> [Listed records]
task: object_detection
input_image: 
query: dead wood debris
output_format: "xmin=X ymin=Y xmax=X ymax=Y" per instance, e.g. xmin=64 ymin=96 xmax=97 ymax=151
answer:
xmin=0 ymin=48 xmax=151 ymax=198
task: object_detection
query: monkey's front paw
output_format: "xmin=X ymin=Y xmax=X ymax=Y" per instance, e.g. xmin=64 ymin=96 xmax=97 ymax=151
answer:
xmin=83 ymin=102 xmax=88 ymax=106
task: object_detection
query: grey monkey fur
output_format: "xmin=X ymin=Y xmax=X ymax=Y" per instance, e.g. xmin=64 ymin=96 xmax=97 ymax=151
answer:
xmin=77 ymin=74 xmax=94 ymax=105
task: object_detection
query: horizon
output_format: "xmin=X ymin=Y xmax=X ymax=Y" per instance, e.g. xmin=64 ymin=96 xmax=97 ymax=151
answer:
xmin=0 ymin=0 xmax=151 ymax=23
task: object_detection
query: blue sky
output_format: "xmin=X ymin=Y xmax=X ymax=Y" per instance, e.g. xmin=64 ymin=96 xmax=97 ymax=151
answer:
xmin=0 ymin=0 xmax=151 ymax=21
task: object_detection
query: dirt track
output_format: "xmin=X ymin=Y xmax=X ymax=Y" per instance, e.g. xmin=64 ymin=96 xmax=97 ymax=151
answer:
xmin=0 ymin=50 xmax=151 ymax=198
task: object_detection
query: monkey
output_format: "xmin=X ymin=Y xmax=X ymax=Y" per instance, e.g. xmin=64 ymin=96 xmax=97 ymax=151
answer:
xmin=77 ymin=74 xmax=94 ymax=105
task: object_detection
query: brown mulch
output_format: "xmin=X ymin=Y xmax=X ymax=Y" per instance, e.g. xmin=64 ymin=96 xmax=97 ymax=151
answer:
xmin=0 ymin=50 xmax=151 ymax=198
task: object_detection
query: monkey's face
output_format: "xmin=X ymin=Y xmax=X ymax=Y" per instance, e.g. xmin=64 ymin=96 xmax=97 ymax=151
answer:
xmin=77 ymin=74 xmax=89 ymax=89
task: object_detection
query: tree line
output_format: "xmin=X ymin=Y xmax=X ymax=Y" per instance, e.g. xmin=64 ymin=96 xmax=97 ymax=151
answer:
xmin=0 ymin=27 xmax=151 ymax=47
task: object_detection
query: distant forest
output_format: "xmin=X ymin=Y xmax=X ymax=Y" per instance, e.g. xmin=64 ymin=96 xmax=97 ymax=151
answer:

> [What you are asked to do] Rewrite all of the rows above, replacing "blue sky" with "clear sky" and leaving everything else unchanged.

> [Completed exercise]
task: object_detection
input_image: 
query: dead wood debris
output_format: "xmin=X ymin=Y xmax=X ymax=Y" per instance, e.g. xmin=64 ymin=96 xmax=97 ymax=151
answer:
xmin=0 ymin=48 xmax=151 ymax=198
task: object_detection
query: monkey's front paw
output_format: "xmin=X ymin=Y xmax=X ymax=Y" per instance, e.g. xmin=64 ymin=96 xmax=97 ymax=151
answer:
xmin=83 ymin=102 xmax=88 ymax=106
task: object_detection
query: grey monkey fur
output_format: "xmin=X ymin=Y xmax=X ymax=Y" per instance, e.g. xmin=64 ymin=96 xmax=97 ymax=151
answer:
xmin=77 ymin=74 xmax=94 ymax=105
task: object_detection
query: horizon
output_format: "xmin=X ymin=Y xmax=X ymax=Y" per instance, e.g. xmin=64 ymin=96 xmax=97 ymax=151
answer:
xmin=0 ymin=0 xmax=151 ymax=23
task: object_detection
query: clear sky
output_format: "xmin=X ymin=Y xmax=X ymax=Y" per instance, e.g. xmin=64 ymin=96 xmax=97 ymax=151
answer:
xmin=0 ymin=0 xmax=151 ymax=21
task: object_detection
query: dirt track
output_format: "xmin=X ymin=Y xmax=X ymax=Y" per instance, e.g. xmin=64 ymin=96 xmax=97 ymax=151
answer:
xmin=0 ymin=50 xmax=151 ymax=198
task: object_detection
query: monkey
output_format: "xmin=X ymin=Y xmax=X ymax=Y" per instance, e.g. xmin=64 ymin=96 xmax=97 ymax=151
answer:
xmin=77 ymin=74 xmax=94 ymax=105
task: object_detection
query: brown mulch
output_format: "xmin=X ymin=Y xmax=X ymax=Y" per instance, e.g. xmin=64 ymin=96 xmax=97 ymax=151
answer:
xmin=0 ymin=50 xmax=151 ymax=198
task: object_detection
query: monkey's face
output_format: "xmin=X ymin=Y xmax=X ymax=Y" per instance, e.g. xmin=64 ymin=96 xmax=97 ymax=151
answer:
xmin=77 ymin=74 xmax=89 ymax=89
task: object_detection
query: tree line
output_format: "xmin=X ymin=Y xmax=X ymax=Y" per instance, e.g. xmin=64 ymin=96 xmax=97 ymax=151
answer:
xmin=0 ymin=27 xmax=151 ymax=47
task: object_detection
query: distant forest
output_format: "xmin=X ymin=Y xmax=X ymax=Y" per instance, e.g. xmin=64 ymin=96 xmax=97 ymax=151
answer:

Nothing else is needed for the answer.